Copy the passage of the hip-rating thread between "## wolfstraum (May" and "hips go Excellent....", inclusive.

■ Selection ■
########

# Hey, look at this please



## Liz S (May 14, 2009)

I just got this from a friend:

OFAFCI (Euro)BVA(UK/Austalia)SV (Germany)
Excellent (E) A-1 0-4 (no>3/hip) Normal
Good(G) A-2 5-10(no>6/hip) Normal
Fair (F) B-1 11-18 Normal
*Borderline (B) B-2 19-25 Fast Normal*
Mild(M) C 26-35 Noch Zugelassen
Moderate D 36-50 Mittlere
Severe E 51-106 Schwere

I thought "a2" was "fast normal"? Wrong?


----------



## Liz S (May 14, 2009)

Just found this:

http://offa.org/hipgrade.html


----------



## wolfstraum (May 2, 2003)

this is really hard to decipher - NOT all a1s are equivalent to OFA Excellent - a better way to go would be if percentagess were listed 

OFA Excellent - 3% +/-
Dysplastic - 19% +/-

Goods and Fairs 77% No idea where Borderline is...

If the SV and FCIs would do percentages - it would be much easier to evaulate!!!!!!!!!!


Again - have seen FCI C hips go OFA Good, and B hips go Excellent....

Most FNs I have followed go Fair, with some Good, most A Normals seem to go Good.........HD is HD either system....

Lee


----------



## Smithie86 (Jan 9, 2001)

Drigon was an a3 in Hungary (pretty tough system). Gabor and the ortho vet were shocked at the rating, as the hips looked incredible.

Flash forward to 4 years later.....

When he was ofa'd at 5.5 years (already at that time, multiple nationals and 2 x World team), he still had gorgeous hips (we kept the copy as well) and went OFA excellent.


----------



## Chris Wild (Dec 14, 2001)

You cannot draw a strict comparison between the hip rating systems of different countries.

FN is free of HD. Most FN dogs, if OFAed, end up Fair or Good.


----------

########

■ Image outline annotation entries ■
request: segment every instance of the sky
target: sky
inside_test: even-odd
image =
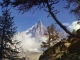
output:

########

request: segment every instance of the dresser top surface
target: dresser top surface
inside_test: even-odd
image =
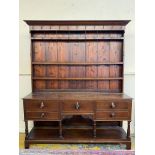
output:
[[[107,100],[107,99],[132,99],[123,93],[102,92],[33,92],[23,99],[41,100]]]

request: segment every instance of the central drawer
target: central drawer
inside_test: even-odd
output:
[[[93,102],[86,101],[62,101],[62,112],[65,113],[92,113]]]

########

■ Exercise result ■
## wolfstraum (May 2, 2003)

this is really hard to decipher - NOT all a1s are equivalent to OFA Excellent - a better way to go would be if percentagess were listed 

OFA Excellent - 3% +/-
Dysplastic - 19% +/-

Goods and Fairs 77% No idea where Borderline is...

If the SV and FCIs would do percentages - it would be much easier to evaulate!!!!!!!!!!


Again - have seen FCI C hips go OFA Good, and B hips go Excellent....